Lines of data
◇ ◇ ◇ ◇

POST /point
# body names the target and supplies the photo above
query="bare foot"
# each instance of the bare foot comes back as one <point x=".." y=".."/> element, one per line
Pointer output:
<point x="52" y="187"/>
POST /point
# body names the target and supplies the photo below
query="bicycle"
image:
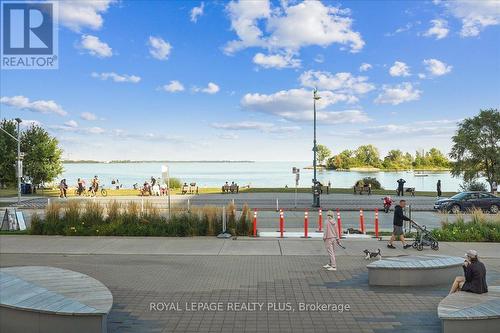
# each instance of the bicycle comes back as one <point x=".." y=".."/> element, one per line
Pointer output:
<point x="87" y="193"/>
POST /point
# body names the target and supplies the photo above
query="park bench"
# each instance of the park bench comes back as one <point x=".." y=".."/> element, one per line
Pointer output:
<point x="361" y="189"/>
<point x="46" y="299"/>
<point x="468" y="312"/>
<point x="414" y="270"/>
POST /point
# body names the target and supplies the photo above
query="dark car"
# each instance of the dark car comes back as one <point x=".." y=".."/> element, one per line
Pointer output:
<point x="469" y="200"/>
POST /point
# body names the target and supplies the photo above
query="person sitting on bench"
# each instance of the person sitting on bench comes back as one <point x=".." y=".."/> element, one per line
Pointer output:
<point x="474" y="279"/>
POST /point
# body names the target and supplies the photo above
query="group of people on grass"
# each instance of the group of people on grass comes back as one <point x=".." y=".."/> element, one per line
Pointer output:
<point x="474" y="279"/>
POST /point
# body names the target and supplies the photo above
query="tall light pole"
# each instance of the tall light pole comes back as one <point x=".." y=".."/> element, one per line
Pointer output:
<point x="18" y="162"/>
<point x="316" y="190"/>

◇ ◇ ◇ ◇

To be done - Select each line in the entries above that contains the word "bicycle" and copy it out. Letter case matters.

Full output -
query="bicycle"
# each instance of the bicycle comes back as one <point x=".." y=".."/> element, one per line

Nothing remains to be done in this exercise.